## Task prompt
Turn the material below into a JSON list of strings, with one string for each line and no blank lines. Leave the pictures out.

## Records supplied
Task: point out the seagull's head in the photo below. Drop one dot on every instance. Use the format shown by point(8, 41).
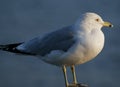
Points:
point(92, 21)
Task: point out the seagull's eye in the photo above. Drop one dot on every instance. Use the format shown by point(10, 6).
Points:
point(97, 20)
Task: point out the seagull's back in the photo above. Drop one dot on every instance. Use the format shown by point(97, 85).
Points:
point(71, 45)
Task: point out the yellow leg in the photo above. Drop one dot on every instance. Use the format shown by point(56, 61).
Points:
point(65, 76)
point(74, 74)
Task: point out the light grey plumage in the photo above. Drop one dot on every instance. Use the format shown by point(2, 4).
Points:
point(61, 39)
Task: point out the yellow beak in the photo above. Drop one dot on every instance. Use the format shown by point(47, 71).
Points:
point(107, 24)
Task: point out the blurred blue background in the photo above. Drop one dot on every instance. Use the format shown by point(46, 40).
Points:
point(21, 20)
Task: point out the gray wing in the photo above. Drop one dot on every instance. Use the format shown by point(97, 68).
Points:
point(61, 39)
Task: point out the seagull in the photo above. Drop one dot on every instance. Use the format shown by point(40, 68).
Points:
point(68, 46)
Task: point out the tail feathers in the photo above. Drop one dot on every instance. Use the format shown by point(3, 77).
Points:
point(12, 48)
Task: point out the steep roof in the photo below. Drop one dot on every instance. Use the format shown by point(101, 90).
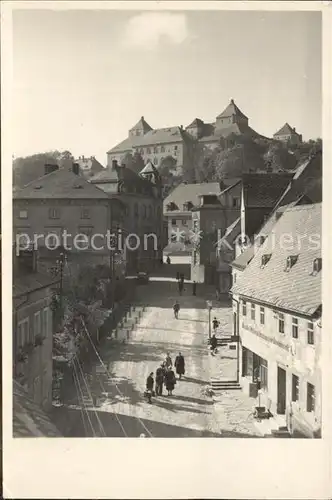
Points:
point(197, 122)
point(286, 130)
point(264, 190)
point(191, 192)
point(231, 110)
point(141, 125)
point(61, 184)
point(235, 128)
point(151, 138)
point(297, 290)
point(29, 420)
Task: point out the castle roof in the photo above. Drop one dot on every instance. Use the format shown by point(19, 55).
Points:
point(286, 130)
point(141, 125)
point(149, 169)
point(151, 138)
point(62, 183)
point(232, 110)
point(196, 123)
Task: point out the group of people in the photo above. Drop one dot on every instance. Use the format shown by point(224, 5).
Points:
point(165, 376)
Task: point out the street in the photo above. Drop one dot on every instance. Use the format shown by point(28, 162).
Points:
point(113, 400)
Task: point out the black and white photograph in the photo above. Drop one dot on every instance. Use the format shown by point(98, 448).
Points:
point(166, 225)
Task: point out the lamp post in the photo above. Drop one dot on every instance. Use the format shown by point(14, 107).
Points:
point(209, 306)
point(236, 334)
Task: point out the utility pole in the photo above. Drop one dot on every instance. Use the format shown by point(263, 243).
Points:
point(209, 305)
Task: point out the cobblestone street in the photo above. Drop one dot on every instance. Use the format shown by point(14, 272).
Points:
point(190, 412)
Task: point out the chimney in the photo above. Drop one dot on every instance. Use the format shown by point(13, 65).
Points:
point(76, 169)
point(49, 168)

## Output of the task
[
  "Task: point out the seagull's head in the photo below. Drop one dot on every instance. Use the format shown by point(8, 41).",
  "Points:",
  "point(92, 21)",
  "Task: point out the seagull's eye in the photo above. Drop one dot on every instance. Use the format shown by point(10, 6).",
  "Points:",
  "point(97, 20)",
  "Task: point out the seagull's back in the photo above. Drop one dot on every instance. Use the format shown by point(97, 85).",
  "Points:",
  "point(71, 45)",
  "Task: point out the yellow leg in the photo above. Drop one dot on every instance. Use the format shown by point(56, 61).",
  "Points:",
  "point(65, 76)",
  "point(74, 74)",
  "Task: point out the light grey plumage in the photo above. Drop one dot on every instance. Use the format shown by point(2, 4).",
  "Points:",
  "point(61, 39)",
  "Task: point out the yellow beak in the photo above. Drop one dot on every instance. Use the format shown by point(47, 71).",
  "Points:",
  "point(107, 24)",
  "Task: point out the blurred blue background in the photo above. Drop one dot on every instance. Use the format shown by point(46, 40).",
  "Points:",
  "point(21, 20)",
  "Task: point out the gray wing in the photo above. Drop one dot on every instance. Use the format shown by point(97, 68).",
  "Points:",
  "point(61, 39)",
  "Task: point out the seagull in the photo above. Drop one dot on every instance. Use the format shown by point(40, 68).",
  "Points:",
  "point(68, 46)",
  "Task: point out the tail feathers in the photo above. Drop one dot on every instance. Use the format shown by point(3, 77).",
  "Points:",
  "point(12, 48)",
  "Task: point out the steep roof in the photo below. Drop one dot on every instance. Use the format shown by point(101, 90).",
  "Points:",
  "point(197, 122)",
  "point(286, 130)",
  "point(264, 190)",
  "point(191, 192)",
  "point(231, 110)",
  "point(141, 125)",
  "point(61, 184)",
  "point(235, 128)",
  "point(151, 138)",
  "point(297, 290)",
  "point(29, 420)",
  "Task: point out the castle roof in the photo above. Drop one dot on every instance. Use the format shown by point(19, 55).",
  "Points:",
  "point(286, 130)",
  "point(141, 125)",
  "point(149, 169)",
  "point(151, 138)",
  "point(62, 183)",
  "point(232, 110)",
  "point(196, 123)",
  "Task: point out the group of people in the photo above. Drop one dot on every instance. Use the format shown by point(224, 5).",
  "Points:",
  "point(165, 376)",
  "Task: point out the street in the photo above. Drop one dot on every instance. Use the format shown by point(28, 162).",
  "Points:",
  "point(113, 400)",
  "Task: point out the black and white photograph in the photo above. Drop one dot on every instance. Use the format shown by point(98, 448).",
  "Points:",
  "point(166, 225)",
  "Task: point out the lamp post in the photo above. Drop one dot on every instance. Use the format shown by point(14, 107).",
  "Points:",
  "point(209, 306)",
  "point(236, 334)",
  "Task: point out the utility pole in the photo above. Drop one dot on every instance. Use the format shown by point(263, 243).",
  "Points:",
  "point(209, 305)",
  "Task: point out the cobblestone street in the photo above. Drop one dot on every instance. Use the format shown by point(14, 272).",
  "Points:",
  "point(190, 412)",
  "Task: point out the chimney in the photo above. Drop one dot on every instance. Use the format shown by point(13, 65).",
  "Points:",
  "point(76, 169)",
  "point(49, 168)"
]